Adieu

Dami Olatunji
Writing 340
Published in
4 min readDec 9, 2023

While I have always found it tremendously tedious and boring to write academic papers about topics that I care little about, it has always been relatively easy for me. I find out some information about the topic and essentially regurgitate that information in my own words for someone else who evidently knows way more about that topic to gauge. It was how I was taught to write. We read books in middle school which our teachers had read hundreds of times before, trying to pick up on the small clues and symbolisms the author had left behind. It was necessary of course, I could then analyze writing to find its deeper meaning, but it is quite clear to me now that the writing I did then was not in my own voice. Instead, it was in the voice of a 13-year-old, who knew his way around a thesaurus trying to sound convincing and intelligent enough to get an A. That sort of writing never fulfilled me. However, never before did it occur to me that I would have the most difficulty writing about the one thing in the world that I can confidently say I know more about than anyone else on the planet, myself.

This semester happens to fall around one of the most crucial periods of my life. It is beginning to feel to me as though the consequences of every decision that I have made, both positive and negative, are coming together to help me celebrate my leap out of the safety of the plane of adolescence and into the unknown abyss of adulthood. Not only has my writing guided me through unknown circumstances, but it has led me to think deeply and introspectively about who I am, what I want, and where to go next. The latter being the one question I still struggle with. However, through that same introspection, I know that being confused about my future is okay.

During the fall, I wrote a lot about creating and although I was very busy with school and a job, this class allowed me to take the creative liberties that I was not able to due to my heavy workload. My journey to creating is my journey through life. I know that when I am creating, I start with an end goal but, as I lay each brick down crafting my pathway there, the twists and turns take me to a new destination, an even better one than I had originally planned. This doesn’t mean the end product is always the best, it could even end up being bad, but on the way there I will always have learned a new thing, there is never a wasted second. As simple as it sounds, you can’t grow without learning, something I have only realized after making countless errors in my 4 years here.

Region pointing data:
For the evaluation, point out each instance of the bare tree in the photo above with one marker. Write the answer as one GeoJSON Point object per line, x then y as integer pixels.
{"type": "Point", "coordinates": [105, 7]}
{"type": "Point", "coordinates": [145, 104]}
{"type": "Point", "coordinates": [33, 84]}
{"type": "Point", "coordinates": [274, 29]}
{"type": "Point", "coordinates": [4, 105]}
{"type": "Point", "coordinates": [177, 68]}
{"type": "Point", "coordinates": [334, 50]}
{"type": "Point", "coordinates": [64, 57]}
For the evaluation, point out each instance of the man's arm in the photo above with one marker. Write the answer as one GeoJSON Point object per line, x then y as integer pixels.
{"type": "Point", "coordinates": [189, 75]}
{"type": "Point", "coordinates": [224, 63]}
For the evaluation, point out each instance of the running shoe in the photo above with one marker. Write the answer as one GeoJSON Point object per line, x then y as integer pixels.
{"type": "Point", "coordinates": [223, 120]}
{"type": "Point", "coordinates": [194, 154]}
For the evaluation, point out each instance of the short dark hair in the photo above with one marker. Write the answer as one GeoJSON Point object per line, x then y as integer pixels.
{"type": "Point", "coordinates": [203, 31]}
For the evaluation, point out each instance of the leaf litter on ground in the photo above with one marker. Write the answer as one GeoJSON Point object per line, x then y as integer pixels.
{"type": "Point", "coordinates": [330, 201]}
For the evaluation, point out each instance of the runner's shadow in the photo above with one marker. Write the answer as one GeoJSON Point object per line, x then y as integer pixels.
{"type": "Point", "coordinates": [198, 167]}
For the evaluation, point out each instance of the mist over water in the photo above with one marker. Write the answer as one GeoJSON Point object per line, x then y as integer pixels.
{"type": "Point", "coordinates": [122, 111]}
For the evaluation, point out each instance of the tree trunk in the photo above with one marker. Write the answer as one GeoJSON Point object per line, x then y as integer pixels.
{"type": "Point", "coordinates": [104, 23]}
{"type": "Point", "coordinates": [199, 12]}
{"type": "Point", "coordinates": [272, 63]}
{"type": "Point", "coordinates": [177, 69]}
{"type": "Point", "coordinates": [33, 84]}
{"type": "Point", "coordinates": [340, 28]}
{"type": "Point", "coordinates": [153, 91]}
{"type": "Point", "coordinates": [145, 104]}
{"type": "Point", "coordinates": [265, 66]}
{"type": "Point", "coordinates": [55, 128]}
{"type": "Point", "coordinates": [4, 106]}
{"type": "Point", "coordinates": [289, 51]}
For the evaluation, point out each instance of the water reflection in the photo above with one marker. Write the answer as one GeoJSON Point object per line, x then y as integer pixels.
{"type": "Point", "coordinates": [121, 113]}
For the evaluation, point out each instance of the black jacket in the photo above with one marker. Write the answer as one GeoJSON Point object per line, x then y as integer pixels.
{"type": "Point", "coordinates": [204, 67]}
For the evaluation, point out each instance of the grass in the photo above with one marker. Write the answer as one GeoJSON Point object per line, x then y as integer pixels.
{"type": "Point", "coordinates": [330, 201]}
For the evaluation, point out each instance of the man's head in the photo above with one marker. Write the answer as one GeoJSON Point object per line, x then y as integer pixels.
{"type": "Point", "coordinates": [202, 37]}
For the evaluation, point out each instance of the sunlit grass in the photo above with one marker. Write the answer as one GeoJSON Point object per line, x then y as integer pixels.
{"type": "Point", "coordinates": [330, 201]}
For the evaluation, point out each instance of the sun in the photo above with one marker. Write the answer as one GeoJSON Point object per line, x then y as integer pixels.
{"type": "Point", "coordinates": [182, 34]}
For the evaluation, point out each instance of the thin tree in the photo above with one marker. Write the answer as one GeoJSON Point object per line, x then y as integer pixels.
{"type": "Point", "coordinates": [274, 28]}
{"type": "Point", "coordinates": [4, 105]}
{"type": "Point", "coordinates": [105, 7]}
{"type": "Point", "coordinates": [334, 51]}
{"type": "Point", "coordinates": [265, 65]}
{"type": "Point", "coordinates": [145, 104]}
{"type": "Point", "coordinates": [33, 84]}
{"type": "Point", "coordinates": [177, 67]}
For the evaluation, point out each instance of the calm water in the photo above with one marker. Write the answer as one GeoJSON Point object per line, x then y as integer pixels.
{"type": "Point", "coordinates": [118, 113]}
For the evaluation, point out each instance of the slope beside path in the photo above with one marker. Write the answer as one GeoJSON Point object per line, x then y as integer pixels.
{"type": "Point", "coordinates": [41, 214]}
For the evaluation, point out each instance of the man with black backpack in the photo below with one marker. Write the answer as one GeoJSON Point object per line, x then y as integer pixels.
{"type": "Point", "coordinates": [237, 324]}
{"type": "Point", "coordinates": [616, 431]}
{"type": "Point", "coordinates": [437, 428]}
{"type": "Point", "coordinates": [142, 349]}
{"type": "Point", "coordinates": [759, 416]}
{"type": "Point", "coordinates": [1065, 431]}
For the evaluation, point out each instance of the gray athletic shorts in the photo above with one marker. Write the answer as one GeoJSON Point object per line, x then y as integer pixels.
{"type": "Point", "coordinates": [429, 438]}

### Exercise goal
Carry on the reflective essay about writing and leaving adolescence, starting right after its final sentence.

### Task response
My scholastic journey in college has been another creation of mine. One of which I have continued to learn on every mile traveled even after rerouting several times to get where I want to be. Graduation has always been the goal of course, but I can tell now that as a freshman I really had no idea what that meant. In my interpretation now graduation and the all valuable degree that comes along with it isn’t an end to my education, but just a key to open the doors to all the conversations, lessons, and teachings I want to be a part of in the future to facilitate even more learning and growth for myself.

I believe even more important than what they taught me academically alone, my wanderings through these last four years have taught me how to have my own voice and opinion on the different and important things I am learning both in school and outside of it. Don’t get me wrong I am still learning about myself and who I am every day, but I now know how to confidently state my thoughts and opinions when it comes to matters especially those close to me.

This semester alone I have written three full projects and created other modalities to go along with them about different aspects of my world that are important to me. Furthermore, in those papers, I was able to reinforce why I thought those topics were important with outside sources and even some sources that I had created myself at different points in the semester. No longer am I writing to learn how to write in a specific voice that caters to someone else, but I am able to share parts of myself with the world, the way that I want to share them.

Reflecting on this semester and the previous ones that got me to this point, reminds me of another short excerpt that I wrote in this Writ 340 class. We were asked to go outside and photograph something that stood out to us. I walked around for a while and remembered the one thing that I had been trying to put out of my mind the whole time I had been at the university, the trees are painted red.

A part of me was angry at my dad for sharing that fact with me the moment I stepped on campus, but now I am very thankful. I felt as though I was painted red too. An imposter that didn’t belong but forced themselves to fit in. As a freshman who had already missed his first two semesters on campus due to the pandemic, I was ready to drink the Kool-Aid and be a member of the Trojan family. However, now I realize, that with that comes some serious responsibilities that can even include calling out the university that I now call home. I am no longer painted red, but I am a Trojan through and through, and on this journey through self-discovery especially during the latter part of this semester, I now know the importance of continuing to find and use the voice that this university and this class has instilled in me.